Aangeleverde tekst:
┏━━

In deze zaak heeft de voorzieningenrechter van de Rechtbank Den Haag op 1 september 2023 uitspraak gedaan in een verzoek om voorlopige voorziening. De zaak betreft de beëindiging van het recht op tijdelijke bescherming voor een derdelander uit Oekraïne, zoals geregeld in de Richtlijn 2001/55/EG. De Staatssecretaris van Justitie en Veiligheid had op 24 augustus 2023 besloten om het recht op tijdelijke bescherming van de verzoeker te beëindigen per 4 september 2023. Dit besluit houdt in dat de verzoeker vanaf die datum niet langer gebruik kan maken van de rechten die eerder aan hem waren verleend op basis van de Richtlijn en het daarop gebaseerde Raadsbesluit.

┗━━

(Gegevens voor verwijzende uitdrukkingen)
┏━━

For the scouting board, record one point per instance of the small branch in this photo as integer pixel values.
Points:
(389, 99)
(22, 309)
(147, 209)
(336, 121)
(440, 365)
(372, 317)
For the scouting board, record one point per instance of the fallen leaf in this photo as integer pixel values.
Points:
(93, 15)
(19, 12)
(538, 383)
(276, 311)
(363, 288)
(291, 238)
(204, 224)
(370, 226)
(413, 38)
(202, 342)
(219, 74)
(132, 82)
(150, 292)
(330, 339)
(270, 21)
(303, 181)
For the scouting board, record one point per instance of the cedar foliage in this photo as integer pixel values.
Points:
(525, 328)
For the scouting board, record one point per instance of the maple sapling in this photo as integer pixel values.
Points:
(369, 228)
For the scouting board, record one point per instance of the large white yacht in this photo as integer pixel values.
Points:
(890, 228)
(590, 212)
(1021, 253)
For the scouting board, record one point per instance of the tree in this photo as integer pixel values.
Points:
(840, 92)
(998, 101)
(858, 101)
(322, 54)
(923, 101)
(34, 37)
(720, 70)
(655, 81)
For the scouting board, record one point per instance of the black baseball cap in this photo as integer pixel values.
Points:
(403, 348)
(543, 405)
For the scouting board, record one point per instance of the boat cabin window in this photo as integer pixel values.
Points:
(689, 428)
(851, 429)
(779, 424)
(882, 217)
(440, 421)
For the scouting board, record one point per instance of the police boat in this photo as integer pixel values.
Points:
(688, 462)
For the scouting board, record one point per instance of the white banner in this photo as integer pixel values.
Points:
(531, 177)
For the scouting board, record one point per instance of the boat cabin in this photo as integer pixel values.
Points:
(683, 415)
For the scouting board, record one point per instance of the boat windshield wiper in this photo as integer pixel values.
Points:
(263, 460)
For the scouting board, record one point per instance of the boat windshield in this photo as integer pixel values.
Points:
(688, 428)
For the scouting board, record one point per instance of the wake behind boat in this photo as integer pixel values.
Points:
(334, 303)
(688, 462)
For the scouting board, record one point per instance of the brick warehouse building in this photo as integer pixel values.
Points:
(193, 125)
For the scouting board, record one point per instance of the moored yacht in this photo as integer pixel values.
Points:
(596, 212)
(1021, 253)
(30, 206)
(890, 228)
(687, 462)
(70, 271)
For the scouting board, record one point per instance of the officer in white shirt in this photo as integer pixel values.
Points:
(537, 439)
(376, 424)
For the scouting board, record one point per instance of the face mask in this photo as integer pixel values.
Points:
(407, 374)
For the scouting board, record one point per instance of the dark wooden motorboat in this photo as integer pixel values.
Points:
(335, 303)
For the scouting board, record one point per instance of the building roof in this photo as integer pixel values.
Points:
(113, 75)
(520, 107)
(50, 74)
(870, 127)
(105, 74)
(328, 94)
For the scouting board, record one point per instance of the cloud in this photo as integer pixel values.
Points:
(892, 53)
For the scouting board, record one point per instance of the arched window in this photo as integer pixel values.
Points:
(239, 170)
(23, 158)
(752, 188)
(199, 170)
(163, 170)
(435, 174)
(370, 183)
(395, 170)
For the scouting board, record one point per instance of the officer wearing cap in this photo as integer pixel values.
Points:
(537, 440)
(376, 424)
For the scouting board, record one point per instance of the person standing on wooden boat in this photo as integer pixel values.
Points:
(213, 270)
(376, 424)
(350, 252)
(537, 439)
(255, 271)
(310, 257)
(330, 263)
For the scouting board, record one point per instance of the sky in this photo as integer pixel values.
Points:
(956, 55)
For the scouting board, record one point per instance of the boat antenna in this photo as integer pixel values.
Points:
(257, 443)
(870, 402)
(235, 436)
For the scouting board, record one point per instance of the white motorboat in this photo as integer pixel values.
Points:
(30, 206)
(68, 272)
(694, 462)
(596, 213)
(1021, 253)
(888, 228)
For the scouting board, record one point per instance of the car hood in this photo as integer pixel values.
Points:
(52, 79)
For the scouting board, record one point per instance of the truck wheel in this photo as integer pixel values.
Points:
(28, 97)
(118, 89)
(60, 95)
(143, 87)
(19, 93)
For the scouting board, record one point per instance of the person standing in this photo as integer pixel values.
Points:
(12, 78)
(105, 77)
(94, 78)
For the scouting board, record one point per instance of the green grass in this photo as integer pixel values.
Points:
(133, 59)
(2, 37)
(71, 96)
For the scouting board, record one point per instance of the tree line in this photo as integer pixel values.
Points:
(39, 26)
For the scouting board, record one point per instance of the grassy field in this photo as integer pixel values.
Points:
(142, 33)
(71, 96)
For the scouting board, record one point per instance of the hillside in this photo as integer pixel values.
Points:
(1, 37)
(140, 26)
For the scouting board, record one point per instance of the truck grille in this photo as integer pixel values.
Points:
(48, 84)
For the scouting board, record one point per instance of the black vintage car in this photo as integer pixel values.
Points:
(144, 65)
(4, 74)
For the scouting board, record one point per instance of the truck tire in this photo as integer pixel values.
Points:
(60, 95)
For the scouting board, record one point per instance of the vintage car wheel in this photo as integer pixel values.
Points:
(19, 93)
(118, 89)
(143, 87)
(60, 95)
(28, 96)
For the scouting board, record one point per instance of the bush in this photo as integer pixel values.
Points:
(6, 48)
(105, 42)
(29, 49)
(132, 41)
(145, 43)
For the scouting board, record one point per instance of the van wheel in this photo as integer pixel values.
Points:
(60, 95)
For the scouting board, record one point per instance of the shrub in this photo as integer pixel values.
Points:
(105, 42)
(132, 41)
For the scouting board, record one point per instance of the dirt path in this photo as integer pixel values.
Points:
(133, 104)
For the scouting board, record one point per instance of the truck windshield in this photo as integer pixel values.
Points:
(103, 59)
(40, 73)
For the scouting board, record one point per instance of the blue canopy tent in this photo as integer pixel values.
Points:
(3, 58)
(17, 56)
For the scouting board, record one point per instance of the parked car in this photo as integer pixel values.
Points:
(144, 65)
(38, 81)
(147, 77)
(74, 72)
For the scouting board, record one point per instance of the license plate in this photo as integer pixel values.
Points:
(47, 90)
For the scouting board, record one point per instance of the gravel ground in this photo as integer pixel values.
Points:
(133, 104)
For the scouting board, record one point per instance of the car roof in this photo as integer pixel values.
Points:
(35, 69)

┗━━

Opdrachten:
1) Op welke datum besloot de Staatssecretaris van Justitie en Veiligheid volgens de aangeleverde tekst over de uitspraak om het recht op tijdelijke bescherming van de verzoeker te beëindigen?
2) Zet de aangeleverde tekst over de uitspraak van de voorzieningenrechter voort vanaf de laatste zin.

Gegeven antwoorden:
1) Op 24 augustus 2023.

2)
De verzoeker heeft op 30 augustus 2023 beroep ingesteld tegen dit besluit en verzocht om een voorlopige voorziening, zodat het bestreden besluit geschorst zou worden en hij zijn rechten zou kunnen blijven uitoefenen. De voorzieningenrechter heeft besloten het onderzoek ter zitting achterwege te laten, zoals toegestaan onder artikel 8:83, vierde lid, van de Algemene wet bestuursrecht (Awb).
In zijn overwegingen heeft de voorzieningenrechter benadrukt dat zijn oordeel voorlopig is en niet bindend voor een eventuele bodemprocedure. Hij heeft ook verwezen naar een eerdere uitspraak van dezelfde rechtbank over een vergelijkbare zaak. Gezien het spoedeisende belang heeft de voorzieningenrechter besloten om de voorlopige voorziening toe te wijzen, waardoor de verzoeker als begunstigde van de Richtlijn moet worden aangemerkt en zijn rechten moeten worden voortgezet totdat er een beslissing is genomen op het beroep. Tevens is de Staatssecretaris veroordeeld in de proceskosten van de verzoeker, vastgesteld op € 837,00.